Task goal - List all lines of the data containing the word "below".

......

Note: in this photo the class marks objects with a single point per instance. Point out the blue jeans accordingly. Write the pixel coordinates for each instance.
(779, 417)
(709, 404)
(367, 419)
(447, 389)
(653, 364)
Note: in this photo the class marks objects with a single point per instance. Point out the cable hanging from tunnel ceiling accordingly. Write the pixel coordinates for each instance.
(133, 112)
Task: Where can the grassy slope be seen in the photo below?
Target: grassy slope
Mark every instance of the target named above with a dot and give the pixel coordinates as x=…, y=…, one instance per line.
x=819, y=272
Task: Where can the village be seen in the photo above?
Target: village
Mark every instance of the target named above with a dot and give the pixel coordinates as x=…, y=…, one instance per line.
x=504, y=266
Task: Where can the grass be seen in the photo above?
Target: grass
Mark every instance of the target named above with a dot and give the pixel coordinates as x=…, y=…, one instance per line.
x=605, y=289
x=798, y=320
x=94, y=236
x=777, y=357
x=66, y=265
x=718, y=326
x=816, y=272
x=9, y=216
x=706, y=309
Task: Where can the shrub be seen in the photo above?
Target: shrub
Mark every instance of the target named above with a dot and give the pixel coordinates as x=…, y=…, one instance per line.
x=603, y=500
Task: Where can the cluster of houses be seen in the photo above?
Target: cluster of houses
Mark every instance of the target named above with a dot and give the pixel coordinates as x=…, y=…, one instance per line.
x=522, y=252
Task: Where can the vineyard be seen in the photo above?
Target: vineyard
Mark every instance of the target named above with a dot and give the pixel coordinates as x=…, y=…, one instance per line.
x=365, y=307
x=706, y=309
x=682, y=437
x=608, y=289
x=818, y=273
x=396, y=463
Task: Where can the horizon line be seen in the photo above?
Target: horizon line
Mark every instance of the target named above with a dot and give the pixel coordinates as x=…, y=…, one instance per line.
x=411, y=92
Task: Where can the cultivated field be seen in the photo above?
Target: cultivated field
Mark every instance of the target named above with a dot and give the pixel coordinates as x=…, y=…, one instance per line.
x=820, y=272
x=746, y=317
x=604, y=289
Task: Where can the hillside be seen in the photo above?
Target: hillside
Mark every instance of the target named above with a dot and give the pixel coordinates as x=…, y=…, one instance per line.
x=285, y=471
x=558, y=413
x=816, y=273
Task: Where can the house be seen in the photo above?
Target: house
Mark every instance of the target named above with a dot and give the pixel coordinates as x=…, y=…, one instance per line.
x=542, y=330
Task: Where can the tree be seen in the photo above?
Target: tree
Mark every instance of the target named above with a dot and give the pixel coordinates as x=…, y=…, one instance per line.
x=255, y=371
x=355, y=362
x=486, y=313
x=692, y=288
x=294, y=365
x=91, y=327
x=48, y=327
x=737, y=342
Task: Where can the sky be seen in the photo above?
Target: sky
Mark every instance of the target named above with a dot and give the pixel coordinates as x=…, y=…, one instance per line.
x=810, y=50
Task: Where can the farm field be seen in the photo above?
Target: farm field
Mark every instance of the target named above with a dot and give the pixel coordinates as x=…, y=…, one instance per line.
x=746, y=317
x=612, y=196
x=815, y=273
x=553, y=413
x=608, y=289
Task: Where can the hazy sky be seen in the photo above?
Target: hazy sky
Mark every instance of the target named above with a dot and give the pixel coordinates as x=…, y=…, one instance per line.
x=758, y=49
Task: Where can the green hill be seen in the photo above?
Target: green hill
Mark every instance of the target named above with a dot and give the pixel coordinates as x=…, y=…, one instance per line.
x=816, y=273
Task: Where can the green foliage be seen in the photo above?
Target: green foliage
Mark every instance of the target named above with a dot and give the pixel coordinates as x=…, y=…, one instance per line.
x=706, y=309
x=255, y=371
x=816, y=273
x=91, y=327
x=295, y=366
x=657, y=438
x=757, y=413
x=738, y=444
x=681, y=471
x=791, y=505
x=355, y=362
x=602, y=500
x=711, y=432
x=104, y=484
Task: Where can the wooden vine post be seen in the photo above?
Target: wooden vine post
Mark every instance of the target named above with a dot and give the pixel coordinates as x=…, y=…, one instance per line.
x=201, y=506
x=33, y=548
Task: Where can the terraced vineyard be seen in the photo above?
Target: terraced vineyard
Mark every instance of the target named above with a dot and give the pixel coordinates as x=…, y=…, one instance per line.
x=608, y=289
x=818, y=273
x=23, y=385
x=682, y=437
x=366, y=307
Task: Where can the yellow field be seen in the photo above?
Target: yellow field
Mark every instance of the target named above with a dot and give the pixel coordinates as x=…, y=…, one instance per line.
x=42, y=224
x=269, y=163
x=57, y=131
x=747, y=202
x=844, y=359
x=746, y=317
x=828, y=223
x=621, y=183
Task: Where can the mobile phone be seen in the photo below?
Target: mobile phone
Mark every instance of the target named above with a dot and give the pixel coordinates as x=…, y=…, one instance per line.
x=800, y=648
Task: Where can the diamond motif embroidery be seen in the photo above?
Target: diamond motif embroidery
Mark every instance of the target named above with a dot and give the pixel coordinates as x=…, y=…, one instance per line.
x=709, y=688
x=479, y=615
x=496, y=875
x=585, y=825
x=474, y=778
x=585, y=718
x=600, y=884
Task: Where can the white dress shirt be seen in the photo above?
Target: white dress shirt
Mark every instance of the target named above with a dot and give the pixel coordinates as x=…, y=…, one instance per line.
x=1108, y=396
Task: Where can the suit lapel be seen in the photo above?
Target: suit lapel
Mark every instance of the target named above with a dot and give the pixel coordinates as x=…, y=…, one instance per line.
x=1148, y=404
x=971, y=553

......

The answer -
Task: Where can the grassy slope be seen in the photo below?
Task: Where can the mobile phone be seen in the photo below?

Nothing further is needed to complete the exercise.